# [PASSAGE TO READ]
+===+
Moon Beams #12 - Daniel Lassell
It’s a gift to be able to steer “Moon Beams” wherever I think it will be of service, and before I started recording my conversation with Daniel Lassell, we got to talking about about our mutual experience and the priority we put on marketing and business strategies.
Finding too much there to keep to ourselves, I’m glad Daniel was up for riffing on these topics and much more in our conversation on episode #12, which I’m proud to share here.
On marketing, Daniel said, “I think poets don’t give themselves enough credit with the skills they accumulate through writing poetry,” including concision, critical eyes, and creative invention that strong engagement with consumers requires.
We talked through the intersection of poetry and marketing, as well as his current work with Heather Brown at Brown Bird Consulting (“I can’t say enough good things about Heather,” he said, “she’s been wonderful”) around his newest poetry collection, Frame Inside a Frame, to be released September 22nd by Texas Review Press.
+===+
# [WORK ITEM]
Copy out, word for word, the full post about episode #12 of "Moon Beams" with Daniel Lassell. The material here comes from a different source than the post.

# [THE DATA]
+===+
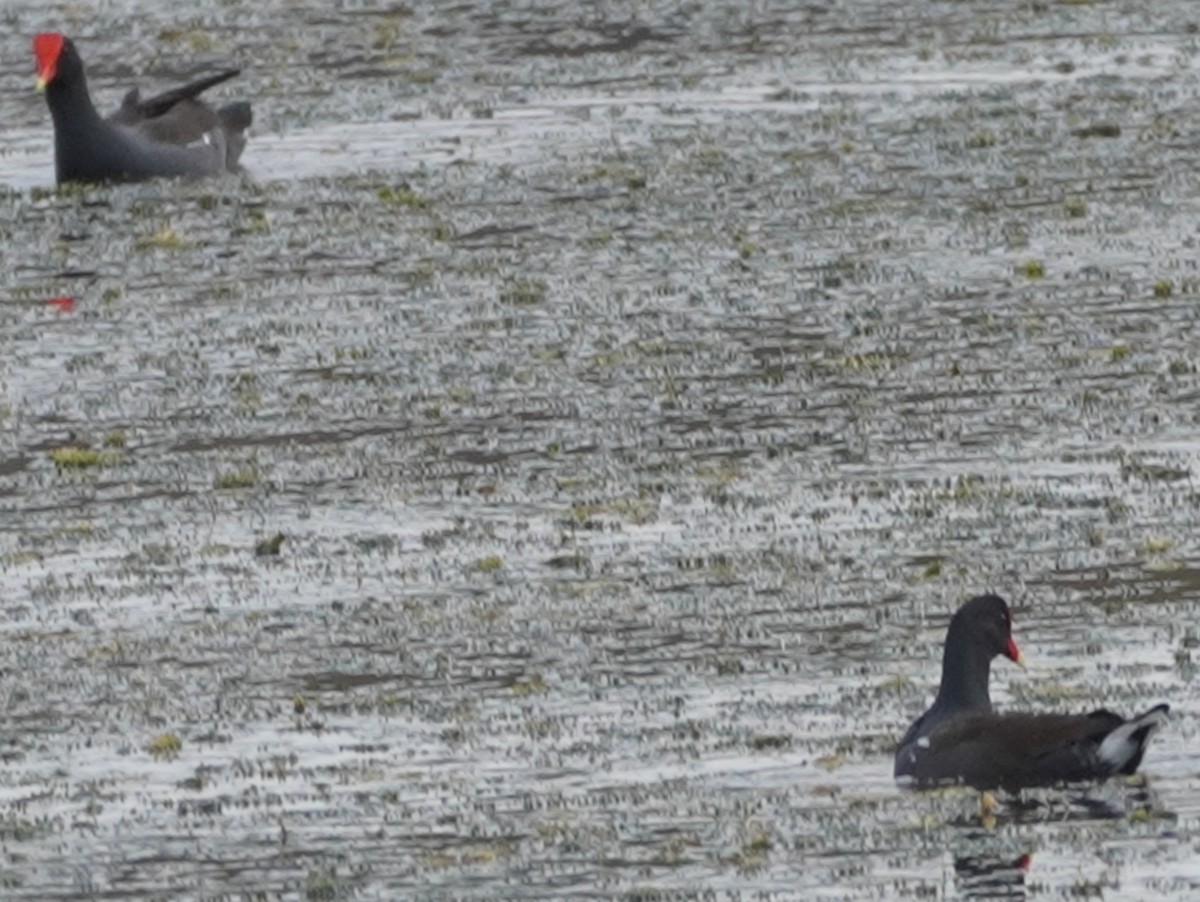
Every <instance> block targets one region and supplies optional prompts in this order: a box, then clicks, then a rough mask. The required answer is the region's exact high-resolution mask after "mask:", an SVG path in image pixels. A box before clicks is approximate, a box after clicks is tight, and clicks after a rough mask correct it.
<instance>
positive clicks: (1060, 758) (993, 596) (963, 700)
mask: <svg viewBox="0 0 1200 902" xmlns="http://www.w3.org/2000/svg"><path fill="white" fill-rule="evenodd" d="M1012 629H1013V618H1012V614H1010V613H1009V611H1008V603H1007V602H1006V601H1004V600H1003V599H1001V597H1000V596H997V595H980V596H979V597H976V599H972V600H971V601H968V602H967V603H966V605H964V606H962V607H961V608H959V609H958V612H956V613H955V614H954V617H953V618H952V619H950V629H949V630H948V631H947V633H946V648H944V650H943V653H942V685H941V686H940V687H938V690H937V698H936V699H934V704H932V706H931V708H930V709H929V710H928V711H925V714H923V715H922V716H920V717H918V718H917V720H916V721H914V722H913V724H912V726H911V727H908V732H907V733H905V735H904V739H901V740H900V746H899V747H898V748H896V758H895V777H896V780H898V781H900V782H902V783H906V784H911V786H917V787H931V786H941V784H953V783H964V784H966V786H972V787H974V788H977V789H997V788H1000V789H1008V790H1018V789H1021V788H1024V787H1033V786H1050V784H1055V783H1068V782H1075V781H1085V780H1104V778H1106V777H1110V776H1114V775H1116V774H1133V772H1134V771H1136V770H1138V765H1139V764H1141V757H1142V754H1144V753H1145V751H1146V744H1147V742H1148V741H1150V736H1151V734H1152V733H1153V732H1154V729H1156V728H1157V727H1159V726H1162V724H1163V723H1164V722H1165V721H1166V712H1168V710H1169V706H1168V705H1165V704H1160V705H1156V706H1154V708H1151V709H1150V710H1148V711H1146V712H1145V714H1140V715H1138V716H1136V717H1133V718H1132V720H1126V718H1124V717H1121V716H1118V715H1116V714H1112V712H1111V711H1108V710H1104V709H1100V710H1096V711H1092V712H1091V714H995V712H992V708H991V698H990V697H989V696H988V674H989V672H990V669H991V660H992V659H994V657H995V656H996V655H1004V656H1006V657H1008V659H1010V660H1013V661H1015V662H1016V663H1021V653H1020V650H1019V649H1018V648H1016V643H1015V642H1014V641H1013V635H1012Z"/></svg>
+===+
# [SOLUTION]
Moon Beams #12 - Daniel Lassell
It’s a gift to be able to steer “Moon Beams” wherever I think it will be of service, and before I started recording my conversation with Daniel Lassell, we got to talking about about our mutual experience and the priority we put on marketing and business strategies.
Finding too much there to keep to ourselves, I’m glad Daniel was up for riffing on these topics and much more in our conversation on episode #12, which I’m proud to share here.
On marketing, Daniel said, “I think poets don’t give themselves enough credit with the skills they accumulate through writing poetry,” including concision, critical eyes, and creative invention that strong engagement with consumers requires.
We talked through the intersection of poetry and marketing, as well as his current work with Heather Brown at Brown Bird Consulting (“I can’t say enough good things about Heather,” he said, “she’s been wonderful”) around his newest poetry collection, Frame Inside a Frame, to be released September 22nd by Texas Review Press.